» PROBLEM TO SOLVE: Reproduce every item below word for word, leaving out the pictures.
## Start EXERCISE DATA
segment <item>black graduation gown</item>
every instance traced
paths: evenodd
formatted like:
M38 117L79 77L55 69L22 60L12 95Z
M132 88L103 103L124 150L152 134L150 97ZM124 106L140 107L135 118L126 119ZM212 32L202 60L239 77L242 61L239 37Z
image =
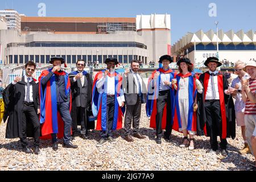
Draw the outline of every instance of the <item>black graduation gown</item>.
M206 86L204 85L204 80L205 79L205 74L209 74L209 72L207 72L200 75L199 80L203 85L204 89L203 93L197 93L197 135L204 135L204 127L207 123L207 118L204 107L204 89ZM226 77L223 73L220 72L217 75L222 75L223 80L223 92L228 88L228 83ZM226 138L232 138L234 139L236 137L236 115L234 110L234 102L232 95L226 95L224 93L224 102L226 108ZM208 133L208 125L206 125L207 133ZM218 134L218 136L221 136L221 133ZM207 135L207 136L209 136Z
M5 122L9 116L6 126L6 138L22 137L22 108L25 98L25 85L27 83L22 77L22 81L15 85L9 84L3 92L3 99L5 106L3 121ZM39 108L39 96L38 84L34 80L30 82L33 92L34 108L37 113ZM27 136L34 137L33 127L31 122L27 121Z
M70 82L71 85L71 94L72 94L72 110L71 110L71 118L72 118L72 122L76 122L76 126L81 125L80 121L77 121L77 116L76 115L76 98L79 94L77 88L77 81L74 81L73 78L76 76L73 72L70 73L69 75ZM89 116L92 115L92 105L90 104L92 102L92 77L89 73L85 75L85 77L87 79L88 84L88 106L85 108L85 112L86 114L86 130L94 129L95 121L89 121Z

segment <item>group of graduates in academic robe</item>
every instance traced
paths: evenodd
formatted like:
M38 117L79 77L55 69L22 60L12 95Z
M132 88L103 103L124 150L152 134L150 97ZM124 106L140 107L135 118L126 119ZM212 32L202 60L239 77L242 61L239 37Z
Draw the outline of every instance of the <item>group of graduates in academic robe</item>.
M220 138L221 154L226 156L226 138L236 136L236 118L232 97L224 74L217 70L221 65L217 57L205 62L209 71L199 78L193 72L193 64L181 58L177 64L179 73L168 67L172 59L168 55L160 58L163 67L154 71L148 80L146 113L150 118L150 127L155 128L156 142L163 138L170 142L172 129L183 132L183 143L180 147L193 150L194 135L210 137L209 152L218 148ZM189 138L188 138L189 135Z
M53 67L44 70L39 81L32 76L36 64L26 64L26 74L14 78L3 92L5 110L3 121L7 120L6 138L19 138L23 150L32 153L27 137L34 137L34 152L40 153L39 138L52 139L52 149L58 149L57 138L63 138L63 146L76 148L71 140L81 125L81 136L88 138L88 130L94 128L89 122L92 113L92 76L84 71L85 63L78 60L77 71L68 74L60 67L61 57L53 57Z
M76 148L77 146L71 140L77 134L77 125L81 125L81 136L88 139L88 130L94 128L94 122L89 122L88 117L93 114L97 117L96 129L100 130L101 140L97 146L107 141L115 143L113 131L122 128L122 117L126 107L128 115L125 121L125 139L133 140L130 137L131 118L134 123L135 122L133 125L134 136L143 139L145 137L139 133L138 127L141 104L146 102L146 114L150 117L150 127L155 129L156 143L162 143L162 136L170 142L174 129L183 133L181 147L189 147L189 150L193 150L193 136L205 135L210 136L211 149L216 151L217 136L220 136L222 154L226 154L226 138L234 138L236 135L234 104L225 77L217 71L221 65L218 59L207 59L205 65L209 71L202 74L199 79L188 59L181 59L177 63L178 75L169 67L172 62L170 56L162 56L159 62L163 67L154 71L148 78L147 92L138 69L134 68L136 61L131 64L133 68L121 76L115 71L117 60L108 58L105 62L106 69L98 72L93 81L92 76L84 71L84 60L77 61L77 71L68 75L60 69L64 59L53 57L50 61L53 67L42 72L38 84L34 79L30 82L24 80L31 77L32 73L30 71L34 72L35 69L35 64L30 61L28 65L32 68L26 64L26 75L21 81L20 78L15 78L3 94L7 106L4 121L9 116L6 138L20 138L25 151L31 152L24 139L31 136L28 134L28 126L32 124L35 140L38 141L40 136L42 139L51 138L53 150L56 151L58 149L57 138L63 138L64 147ZM28 68L30 69L27 70ZM123 89L127 88L129 77L132 78L130 83L133 87L136 86L135 94ZM35 88L28 90L30 86ZM34 97L32 101L27 99L28 93ZM29 111L24 109L25 105L31 107ZM135 106L139 111L135 112ZM38 114L39 118L32 117ZM39 142L35 142L35 154L39 152L38 145Z

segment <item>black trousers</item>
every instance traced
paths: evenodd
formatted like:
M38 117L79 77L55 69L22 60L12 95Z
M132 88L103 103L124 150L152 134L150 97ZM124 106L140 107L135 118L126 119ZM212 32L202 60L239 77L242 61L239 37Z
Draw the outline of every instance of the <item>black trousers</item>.
M34 104L24 105L22 109L22 137L20 138L23 147L28 145L27 140L27 120L33 126L34 146L39 146L39 136L40 133L40 122L38 114L35 110Z
M139 119L141 119L141 99L138 96L135 105L126 105L125 117L125 135L131 134L131 119L133 119L133 134L139 133Z
M112 127L114 120L114 111L115 106L114 97L107 97L106 115L107 127L106 131L101 130L100 135L101 139L106 139L109 136L112 136Z
M64 122L63 142L64 143L68 143L71 138L71 123L72 122L69 113L69 102L57 102L57 108ZM52 134L52 138L53 143L57 142L56 134Z
M164 136L170 137L172 131L171 116L172 110L171 107L170 90L160 91L158 98L156 100L157 114L156 116L156 135L158 137L162 136L162 119L163 118L163 110L167 104L166 126Z
M208 135L210 136L210 146L213 150L218 149L217 136L220 136L220 147L226 149L228 142L221 138L222 120L220 100L206 100L205 102L205 114Z
M81 131L82 135L86 134L86 110L85 107L76 107L76 121L72 121L72 133L73 135L77 133L77 123L81 123Z

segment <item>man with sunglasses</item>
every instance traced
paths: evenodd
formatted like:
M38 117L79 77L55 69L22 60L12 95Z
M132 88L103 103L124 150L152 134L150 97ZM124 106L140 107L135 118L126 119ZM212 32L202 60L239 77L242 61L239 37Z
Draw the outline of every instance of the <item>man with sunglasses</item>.
M27 136L34 137L35 154L39 154L40 123L38 114L40 113L38 84L32 78L36 64L28 61L25 65L26 75L16 76L3 93L5 104L9 115L6 127L6 138L19 138L23 151L33 153L28 147Z
M74 139L78 133L77 125L81 125L81 137L88 139L88 130L94 129L94 122L89 122L88 111L92 101L92 75L84 70L85 62L79 60L76 62L77 70L69 74L71 85L72 107L72 137Z
M240 150L241 154L250 154L251 152L248 142L245 137L245 103L242 100L242 84L241 81L243 77L249 77L248 74L243 71L242 68L245 66L245 63L240 60L237 61L235 64L235 71L238 77L233 80L231 87L234 89L232 96L236 98L235 112L237 125L241 126L242 136L243 136L245 146L243 149Z
M101 130L101 139L97 147L102 146L107 141L117 143L112 131L122 128L125 111L122 77L115 71L118 61L115 57L110 57L105 63L107 68L96 74L92 90L92 111L94 116L97 117L96 130Z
## End EXERCISE DATA
» WRITTEN RESPONSE:
segment <item>black graduation gown</item>
every instance traced
paths: evenodd
formatted like:
M38 117L79 77L55 69L22 60L12 95Z
M132 88L103 103L124 150L152 134L150 97ZM124 106L140 107L135 118L126 119ZM212 32L202 60L239 77L242 61L239 37Z
image =
Draw the outline of every instance of the <item>black graduation gown</item>.
M206 86L204 85L204 80L205 79L205 74L209 74L209 72L207 72L200 75L199 80L203 85L204 89L203 93L197 93L197 135L204 135L204 127L207 123L207 118L204 107L204 89ZM226 77L223 73L220 72L217 75L222 75L223 80L223 92L228 88L228 83ZM226 138L232 138L234 139L236 137L236 115L234 110L234 102L232 95L226 95L224 93L224 102L226 108ZM208 133L208 125L206 125L207 133ZM218 134L218 136L221 136L221 133ZM207 135L207 136L209 136Z
M5 122L9 116L6 126L6 138L22 137L22 108L25 98L25 85L27 83L22 77L22 81L15 85L9 84L3 92L3 99L5 106L3 121ZM39 108L39 96L38 84L34 80L30 82L33 92L34 108L37 113ZM27 136L34 137L33 127L31 122L27 121Z
M70 82L71 85L71 94L72 94L72 110L71 110L71 118L72 118L72 122L76 122L76 126L81 125L80 121L77 121L77 116L76 115L76 98L79 94L77 88L77 81L74 81L73 78L76 76L73 72L70 73L69 75ZM89 116L92 115L92 105L90 104L92 102L92 77L89 73L85 75L85 77L87 79L88 84L88 106L85 108L85 112L86 114L86 130L94 129L95 121L89 121Z

segment <item>group of graduates in academic robe</item>
every instance traced
paths: evenodd
formatted like:
M38 117L79 77L55 69L22 60L12 95Z
M132 88L103 103L124 150L152 134L150 97ZM124 106L140 107L135 118L126 119ZM212 32L202 60L239 77L242 61L239 37Z
Draw the outline of every instance of the <item>group of graduates in academic robe</item>.
M220 138L221 154L226 156L226 138L236 136L236 118L232 97L224 74L217 70L221 65L217 57L205 62L209 71L199 78L193 72L193 64L181 58L177 64L179 73L168 67L172 59L168 55L160 58L163 67L154 71L148 80L146 113L150 118L150 127L155 128L156 142L163 138L170 142L172 129L183 132L183 143L180 147L193 150L194 135L210 137L209 152L218 148ZM189 138L188 138L189 135Z
M53 67L44 70L39 81L32 76L36 64L26 64L26 74L14 78L3 92L5 110L3 121L7 120L6 138L19 138L23 150L32 153L27 137L34 137L34 152L40 153L39 138L52 139L52 149L58 149L57 138L63 138L63 146L76 148L71 140L81 125L81 136L88 138L88 130L94 128L89 122L92 113L92 76L84 71L85 63L78 60L77 71L68 74L60 67L61 57L53 57Z
M76 148L77 146L71 140L77 134L77 125L81 125L81 136L88 139L88 130L94 128L94 122L89 122L88 117L93 114L97 117L96 129L100 130L101 140L97 146L107 141L115 143L113 131L122 128L122 117L126 107L128 115L125 121L125 139L133 140L130 137L131 118L134 123L135 122L133 125L134 136L143 139L145 137L139 133L138 127L141 104L146 102L146 114L150 117L150 127L155 129L156 143L162 143L162 136L170 142L174 129L183 133L181 147L189 147L189 150L193 150L193 136L205 135L210 136L211 149L216 151L217 136L220 136L222 154L226 154L226 138L234 138L236 135L234 104L225 77L217 71L221 65L218 59L207 59L205 65L209 71L202 74L199 79L188 59L181 59L177 63L178 75L169 67L172 62L170 56L162 56L159 62L163 67L154 71L148 78L147 92L138 69L134 68L136 61L131 64L133 68L121 76L115 71L117 60L108 58L105 62L106 69L98 72L93 81L92 76L84 71L84 60L77 61L77 71L68 75L60 69L64 59L53 57L50 61L53 67L42 72L38 84L34 79L30 82L24 80L31 77L32 73L30 71L34 72L35 69L35 64L30 61L28 65L32 68L26 64L26 75L21 81L20 78L15 78L3 94L7 106L4 121L9 116L6 138L20 138L25 151L31 152L24 139L31 136L28 134L28 126L32 124L35 140L38 141L40 136L42 139L51 138L53 150L56 151L58 149L57 138L63 138L64 147ZM28 68L30 69L27 70ZM123 89L127 88L129 77L132 78L130 83L133 87L136 86L135 94ZM35 88L28 90L30 86ZM34 97L32 101L27 99L28 93ZM29 111L24 109L25 105L31 107ZM135 106L139 111L135 112ZM38 114L39 118L32 117ZM39 142L35 142L35 154L39 152L38 145Z

segment <item>black trousers</item>
every instance traced
paths: evenodd
formatted like:
M38 117L79 77L55 69L22 60L12 95Z
M132 88L103 103L124 150L152 134L150 97ZM124 106L140 107L135 118L126 119ZM212 32L202 60L239 77L242 61L239 37Z
Draw the outline of every instance of the <item>black trousers</item>.
M34 104L24 105L22 109L22 137L20 138L23 147L28 145L27 140L27 120L33 126L34 146L39 146L39 136L40 133L40 122L38 114L35 110Z
M139 119L141 119L141 99L138 96L135 105L126 105L125 117L125 135L131 134L131 119L133 119L133 134L139 133Z
M112 127L114 120L114 111L115 106L114 97L107 97L106 115L107 127L106 131L101 130L100 135L101 139L106 139L109 136L112 136Z
M64 122L63 142L64 143L68 143L71 138L71 123L72 122L69 113L69 102L57 102L57 108ZM52 134L52 138L53 143L57 142L56 134Z
M164 136L170 137L172 131L171 116L172 110L171 107L170 90L160 91L158 98L156 100L157 114L156 116L156 135L158 137L162 136L162 119L163 118L163 110L167 104L166 126Z
M208 135L210 136L210 146L213 150L218 149L217 136L220 136L220 147L226 149L228 142L221 138L222 120L220 100L206 100L205 102L205 114Z
M81 131L82 135L86 134L86 110L85 107L76 107L76 121L72 121L72 133L73 135L77 133L77 123L81 123Z

segment <item>man with sunglasses</item>
every instance traced
paths: evenodd
formatted like:
M38 117L79 77L55 69L22 60L12 95Z
M132 88L103 103L124 150L152 134L150 97ZM124 106L140 107L135 118L126 119ZM212 32L202 60L239 77L242 61L239 37Z
Draw the outline of every instance of the <item>man with sunglasses</item>.
M27 136L34 137L35 154L39 154L40 123L38 114L40 113L38 84L32 78L36 64L28 61L25 65L26 75L16 76L3 93L5 104L9 115L6 127L6 138L19 138L23 151L33 153L28 147Z
M74 139L78 133L77 125L81 125L81 137L88 139L88 130L94 129L94 122L89 122L88 111L92 101L92 75L84 70L85 62L79 60L76 62L77 70L69 74L71 85L72 107L72 137Z
M240 150L241 154L250 154L251 152L248 142L245 137L245 103L242 100L242 84L241 81L243 77L249 77L248 74L243 71L242 68L245 66L245 63L240 60L237 61L235 64L235 71L238 77L233 80L231 87L234 89L232 96L236 98L235 112L237 125L241 126L242 136L243 136L245 146L243 149Z
M101 130L101 139L97 147L102 146L107 141L117 143L112 131L122 128L125 111L122 77L115 71L118 61L115 57L110 57L105 63L107 68L96 74L92 90L92 111L94 116L97 117L96 130Z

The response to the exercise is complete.